• _EXERCÍCIOS_:
- A) Reescreva o trecho do texto sobre a directiva das escutas que começa nas palavras "Autoridades portuguesas vão" e termina depois de "entrar em vigor.", trocando "Parlamento Europeu" por "Parlamento da UE".
- B) No texto sobre a directiva das escutas, qual é o prazo para decidir se um pedido de obtenção de provas é aceite?
- C) Por favor, continue o texto sobre a directiva das escutas a partir do ponto em que termina.

Autoridades portuguesas vão poder ordenar escutas em outros países da UE e vice-versa
Directiva foi aprovada no Parlamento Europeu há dias, mas ainda deverá demorar anos a entrar em vigor.
O objectivo da directiva aprovada há dias pelo Parlamento Europeu (com 467 votos a favor, 22 contra e 10 abstenções) é facilitar as investigações penais transnacionais, em crimes como o terrorismo, o homicídio, o rapto, o tráfico de droga, a corrupção, as redes de pedofilia e o tráfico de pessoas, entre outros. O novo mecanismo ainda está longe de estar operacional, já que terá de passar pelo crivo do Conselho da UE e de ser publicado no jornal oficial da UE. A partir dessa data, os Estados-membros terão três anos para transpor a directiva. Mesmo assim, esta aprovação constitui um marco importante na cooperação judiciária entre países da UE, pondo um ponto final num processo negocial difícil, que durou cerca de três anos.
A determinação de prazos para a análise dos pedidos, que serão realizados através de formulários-padrão, é uma das novidades deste instrumento. A aceitação ou não do pedido de obtenção de provas deverá ser feita no prazo de 30 dias. Se merecer a concordância das autoridades judiciais do país receptor, a medida de investigação deverá ser executada num máximo de 90 dias. Se não for possível cumprir estes prazos, a autoridade que deve executar o pedido terá de informar o Estado de emissão dos motivos do atraso. “A decisão relativa à aceitação bem como a execução efectiva da medida de investigação deverão ocorrer com a mesma celeridade e prioridade que em processos nacionais similares”, determina a directiva aprovada na quinta-feira passada.
“Casos mediáticos como os de Madeleine McCann ou o Freeport, para dar dois exemplos que envolveram dois países – Portugal e a Inglaterra – teriam desde logo beneficiado desta directiva pela menor complexidade administrativa e burocrática que assegurará”, afirmou num comunicado Nuno Melo, o eurodeputado do CDS que foi relator desta proposta.

[Entradas de dados extraídas]
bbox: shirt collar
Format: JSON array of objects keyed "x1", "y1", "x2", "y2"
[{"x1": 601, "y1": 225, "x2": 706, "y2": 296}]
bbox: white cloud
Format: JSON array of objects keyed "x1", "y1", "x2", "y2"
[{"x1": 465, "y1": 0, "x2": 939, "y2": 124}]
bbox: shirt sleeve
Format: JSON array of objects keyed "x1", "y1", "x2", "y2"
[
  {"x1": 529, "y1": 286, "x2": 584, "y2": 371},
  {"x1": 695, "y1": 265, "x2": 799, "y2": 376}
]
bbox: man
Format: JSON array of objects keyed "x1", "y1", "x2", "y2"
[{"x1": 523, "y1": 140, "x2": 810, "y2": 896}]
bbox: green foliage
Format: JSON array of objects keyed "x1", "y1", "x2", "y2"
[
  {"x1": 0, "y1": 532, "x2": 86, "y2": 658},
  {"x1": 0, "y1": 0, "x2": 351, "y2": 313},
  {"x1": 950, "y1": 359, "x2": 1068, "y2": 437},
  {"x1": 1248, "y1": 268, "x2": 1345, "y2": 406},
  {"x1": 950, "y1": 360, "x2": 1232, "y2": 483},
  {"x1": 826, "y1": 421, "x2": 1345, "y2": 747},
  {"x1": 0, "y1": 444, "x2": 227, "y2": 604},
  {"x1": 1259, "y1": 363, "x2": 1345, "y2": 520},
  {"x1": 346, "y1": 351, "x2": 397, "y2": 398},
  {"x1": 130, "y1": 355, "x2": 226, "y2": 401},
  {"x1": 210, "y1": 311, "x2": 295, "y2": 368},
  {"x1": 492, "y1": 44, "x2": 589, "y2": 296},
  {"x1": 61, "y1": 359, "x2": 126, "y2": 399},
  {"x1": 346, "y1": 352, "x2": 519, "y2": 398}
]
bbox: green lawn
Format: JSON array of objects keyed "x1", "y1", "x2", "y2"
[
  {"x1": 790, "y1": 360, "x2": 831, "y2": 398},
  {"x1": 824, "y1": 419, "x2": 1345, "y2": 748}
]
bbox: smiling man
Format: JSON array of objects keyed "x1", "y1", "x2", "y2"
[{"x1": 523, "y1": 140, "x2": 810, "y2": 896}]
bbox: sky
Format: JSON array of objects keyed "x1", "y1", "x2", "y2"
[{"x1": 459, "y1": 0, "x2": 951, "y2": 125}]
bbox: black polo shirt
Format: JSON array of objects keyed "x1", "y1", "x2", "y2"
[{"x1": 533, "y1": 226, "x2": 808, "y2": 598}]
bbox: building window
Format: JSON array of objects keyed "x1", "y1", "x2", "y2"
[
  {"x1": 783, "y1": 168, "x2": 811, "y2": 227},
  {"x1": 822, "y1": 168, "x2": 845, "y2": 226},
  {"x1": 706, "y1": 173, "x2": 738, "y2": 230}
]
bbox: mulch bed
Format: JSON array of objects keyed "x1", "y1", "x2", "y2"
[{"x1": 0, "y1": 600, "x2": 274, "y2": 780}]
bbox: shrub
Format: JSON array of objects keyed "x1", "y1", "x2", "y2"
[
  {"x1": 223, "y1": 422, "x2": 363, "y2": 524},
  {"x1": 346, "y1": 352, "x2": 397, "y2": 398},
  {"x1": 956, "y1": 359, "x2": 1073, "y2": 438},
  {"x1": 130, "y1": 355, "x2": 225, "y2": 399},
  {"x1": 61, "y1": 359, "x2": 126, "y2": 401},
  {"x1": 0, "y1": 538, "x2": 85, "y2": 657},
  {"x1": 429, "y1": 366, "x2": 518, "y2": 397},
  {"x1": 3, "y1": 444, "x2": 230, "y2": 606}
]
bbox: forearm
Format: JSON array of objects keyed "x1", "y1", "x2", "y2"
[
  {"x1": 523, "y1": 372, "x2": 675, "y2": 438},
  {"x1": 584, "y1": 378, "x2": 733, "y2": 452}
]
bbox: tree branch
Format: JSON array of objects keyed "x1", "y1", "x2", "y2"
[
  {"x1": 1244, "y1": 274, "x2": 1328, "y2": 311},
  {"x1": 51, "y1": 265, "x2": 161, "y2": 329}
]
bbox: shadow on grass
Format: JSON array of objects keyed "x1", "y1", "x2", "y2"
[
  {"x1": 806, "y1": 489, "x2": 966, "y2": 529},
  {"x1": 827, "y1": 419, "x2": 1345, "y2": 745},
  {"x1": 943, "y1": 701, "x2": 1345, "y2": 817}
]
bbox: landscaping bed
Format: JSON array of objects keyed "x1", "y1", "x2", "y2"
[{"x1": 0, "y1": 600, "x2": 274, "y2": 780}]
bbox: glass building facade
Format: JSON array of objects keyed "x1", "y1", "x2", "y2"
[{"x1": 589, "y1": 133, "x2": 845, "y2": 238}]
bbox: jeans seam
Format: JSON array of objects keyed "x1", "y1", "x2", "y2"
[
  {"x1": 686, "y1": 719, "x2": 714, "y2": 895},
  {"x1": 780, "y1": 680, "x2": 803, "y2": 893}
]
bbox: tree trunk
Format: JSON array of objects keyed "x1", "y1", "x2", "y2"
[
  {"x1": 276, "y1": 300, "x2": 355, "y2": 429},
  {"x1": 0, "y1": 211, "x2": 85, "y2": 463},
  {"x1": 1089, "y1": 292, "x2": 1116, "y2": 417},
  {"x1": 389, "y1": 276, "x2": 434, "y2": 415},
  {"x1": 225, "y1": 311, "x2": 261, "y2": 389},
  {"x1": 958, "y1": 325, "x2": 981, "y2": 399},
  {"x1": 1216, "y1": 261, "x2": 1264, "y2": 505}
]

• _RESPOSTAS ESCRITAS_:
- A)
Autoridades portuguesas vão poder ordenar escutas em outros países da UE e vice-versa
Directiva foi aprovada no Parlamento da UE há dias, mas ainda deverá demorar anos a entrar em vigor.

- B) A decisão deve ser tomada no prazo de 30 dias.

- C)
Actualmente, já existem mecanismos de cooperação judiciária entre países, mas estes estão dispersos por vários diplomas, são diferentes de Estado para Estado e dependem, por vezes, de acordos bilaterais. Esta directiva uniformiza as normas dentro da UE e define as regras de funcionamento dos pedidos de obtenção de prova.
Mandado europeu "foi um fracasso"
Em Dezembro de 2008 foi aprovada uma decisão-quadro que criou o mandado europeu de obtenção de provas que regulava a obtenção de objectos, documentos e dados para utilizar no âmbito de processos penais. Mas o facto de este instrumento só ser aplicável aos elementos de prova já existentes e de não ter sido transposto para as legislações nacionais ditou o seu insucesso.
“Foi um fracasso”, resume o procurador Jorge Costa, especialista em cooperação judiciária. O magistrado considera esta directiva um passo importante na “melhoria do sistema de recolha e validade da prova”, mas nota que ainda demorará bastante até que este instrumento esteja ao dispor das autoridades judiciárias portuguesas. “Todos os documentos aprovadas na UE demoram muito tempo a entrar em vigor. Nesta altura ainda não estão transpostas várias directivas na área da Justiça que foram aprovadas em 2009 e 2010”, exemplifica o procurador.
O diploma agora aprovado prevê ainda em que situações é possível um Estado-membro recusar o pedido de obtenção de provas, o que inclui casos em que o mesmo possa prejudicar “interesses nacionais essenciais de segurança” ou se não for autorizado pela sua lei em processos nacionais semelhantes. A DEI poderá também ser recusada por existir uma imunidade ou um privilégio do visado ao abrigo da lei do Estado que irá executar o pedido ou por existirem regras sobre a limitação da responsabilidade penal no que se refere à liberdade de imprensa e à liberdade de expressão.
Admite-se ainda que o Estado a quem foi feito o pedido possa adiar a sua execução quando esta “possa prejudicar uma investigação ou acção criminal em curso” ou os “objectos, documentos ou dados em causa já estejam a ser utilizados noutro processo”. A autoridade de execução pode ainda recorrer a uma medida de investigação diferente da indicada no pedido, caso essa conduza ao mesmo resultado, “mas utilize meios menos intrusivos”.
Em princípio, o Estado que executa o pedido suporta todas as despesas relacionadas com a execução da DEI, menos das consideradas “excepcionalmente elevadas” como as decorrentes de transcrição e tradução de escutas telefónicas.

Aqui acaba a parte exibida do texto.